------ Records supplied

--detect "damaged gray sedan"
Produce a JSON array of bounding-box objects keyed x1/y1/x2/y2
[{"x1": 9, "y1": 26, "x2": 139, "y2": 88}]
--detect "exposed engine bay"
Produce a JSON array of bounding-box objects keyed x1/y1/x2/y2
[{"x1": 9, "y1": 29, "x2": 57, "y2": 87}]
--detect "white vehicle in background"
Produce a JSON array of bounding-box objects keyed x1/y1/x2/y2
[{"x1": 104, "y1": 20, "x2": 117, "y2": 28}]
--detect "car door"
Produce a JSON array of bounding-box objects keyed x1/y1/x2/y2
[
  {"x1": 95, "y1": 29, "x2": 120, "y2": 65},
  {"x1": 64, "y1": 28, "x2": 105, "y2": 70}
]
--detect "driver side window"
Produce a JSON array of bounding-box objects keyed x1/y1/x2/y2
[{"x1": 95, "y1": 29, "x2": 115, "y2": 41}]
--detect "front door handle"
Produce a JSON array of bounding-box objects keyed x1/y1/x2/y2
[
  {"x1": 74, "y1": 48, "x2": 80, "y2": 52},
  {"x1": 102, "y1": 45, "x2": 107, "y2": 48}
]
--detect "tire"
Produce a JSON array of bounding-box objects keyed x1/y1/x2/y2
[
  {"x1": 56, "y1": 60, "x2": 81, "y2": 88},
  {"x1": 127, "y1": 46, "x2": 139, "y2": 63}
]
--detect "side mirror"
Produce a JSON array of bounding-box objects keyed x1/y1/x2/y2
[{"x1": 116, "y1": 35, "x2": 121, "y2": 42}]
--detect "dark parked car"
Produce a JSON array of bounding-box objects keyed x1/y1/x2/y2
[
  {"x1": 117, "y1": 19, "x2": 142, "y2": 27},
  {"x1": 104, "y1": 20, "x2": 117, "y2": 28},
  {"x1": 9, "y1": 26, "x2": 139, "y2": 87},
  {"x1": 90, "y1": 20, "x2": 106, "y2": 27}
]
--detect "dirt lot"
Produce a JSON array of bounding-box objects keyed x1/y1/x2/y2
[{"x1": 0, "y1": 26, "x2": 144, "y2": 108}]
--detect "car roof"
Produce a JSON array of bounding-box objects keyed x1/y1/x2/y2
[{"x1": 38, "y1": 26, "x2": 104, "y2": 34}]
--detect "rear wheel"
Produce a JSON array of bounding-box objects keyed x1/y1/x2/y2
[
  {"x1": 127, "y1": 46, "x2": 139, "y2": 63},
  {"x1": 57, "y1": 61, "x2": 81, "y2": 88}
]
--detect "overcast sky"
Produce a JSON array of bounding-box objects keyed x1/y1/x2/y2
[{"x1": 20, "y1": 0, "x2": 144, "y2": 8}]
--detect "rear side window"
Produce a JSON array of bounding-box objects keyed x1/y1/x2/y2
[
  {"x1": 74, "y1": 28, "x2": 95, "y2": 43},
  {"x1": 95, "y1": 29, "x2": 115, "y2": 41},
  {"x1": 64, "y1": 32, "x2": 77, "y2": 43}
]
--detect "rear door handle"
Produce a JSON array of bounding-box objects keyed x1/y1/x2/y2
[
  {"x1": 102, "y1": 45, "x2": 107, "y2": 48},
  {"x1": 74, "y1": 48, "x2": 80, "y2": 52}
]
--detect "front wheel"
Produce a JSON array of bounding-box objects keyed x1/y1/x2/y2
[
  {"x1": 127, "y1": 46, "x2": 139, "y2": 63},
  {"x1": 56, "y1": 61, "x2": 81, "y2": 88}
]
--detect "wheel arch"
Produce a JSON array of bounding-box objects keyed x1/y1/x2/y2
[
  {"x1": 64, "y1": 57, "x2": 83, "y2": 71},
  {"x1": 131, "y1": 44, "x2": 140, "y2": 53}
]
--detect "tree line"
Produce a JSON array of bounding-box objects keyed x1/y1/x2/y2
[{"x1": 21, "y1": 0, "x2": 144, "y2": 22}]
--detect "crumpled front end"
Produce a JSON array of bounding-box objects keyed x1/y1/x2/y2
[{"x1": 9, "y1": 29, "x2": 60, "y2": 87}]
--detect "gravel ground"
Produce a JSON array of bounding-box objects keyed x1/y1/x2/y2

------------

Request: Pull out every line of the rows above that contains the string "wheel", treating uppercase and lowercase as different.

Expected answer:
--detect "rear wheel"
--detect "front wheel"
--detect "wheel arch"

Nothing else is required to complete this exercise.